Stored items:
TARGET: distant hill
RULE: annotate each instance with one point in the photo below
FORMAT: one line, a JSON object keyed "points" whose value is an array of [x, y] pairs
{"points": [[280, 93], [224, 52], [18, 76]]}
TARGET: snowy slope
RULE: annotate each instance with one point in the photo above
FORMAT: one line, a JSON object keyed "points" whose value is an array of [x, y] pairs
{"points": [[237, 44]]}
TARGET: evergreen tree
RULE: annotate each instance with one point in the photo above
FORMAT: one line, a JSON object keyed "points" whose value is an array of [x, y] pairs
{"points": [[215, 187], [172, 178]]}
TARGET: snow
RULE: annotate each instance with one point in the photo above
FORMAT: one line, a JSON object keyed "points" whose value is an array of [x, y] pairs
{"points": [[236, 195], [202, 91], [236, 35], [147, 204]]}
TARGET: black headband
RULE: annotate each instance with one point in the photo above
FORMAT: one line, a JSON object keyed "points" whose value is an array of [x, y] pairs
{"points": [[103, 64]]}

EXERCISE:
Edit the entries above so that every "annotate" becomes "label", and keep all other text unchanged.

TASK OUTPUT:
TARGET: distant hill
RULE: label each instance with one point in the photo below
FORMAT: one line, a JSON object keyed "points" whose value is an array of [x, y] pairs
{"points": [[280, 93], [224, 52], [18, 76]]}
TARGET: snowy slope
RULE: label each instance with one point in the photo above
FORMAT: one line, a JSON object keyed "points" whose value is an array of [x, y] pairs
{"points": [[237, 44]]}
TARGET: evergreen tree
RULE: label each instance with one point in the photo above
FORMAT: one line, a JSON object keyed "points" whose value is an array of [x, y] pairs
{"points": [[215, 187], [172, 178]]}
TARGET: snow
RULE: label each instance with one point in the photo above
FORMAT: one line, a JSON object keyed "points" whose value is an array of [x, y] pairs
{"points": [[236, 195], [202, 91], [236, 35], [147, 204]]}
TARGET: black headband
RULE: label each instance with one point in the photo above
FORMAT: one line, a JSON object keyed "points" whose value is an array of [x, y] pairs
{"points": [[103, 64]]}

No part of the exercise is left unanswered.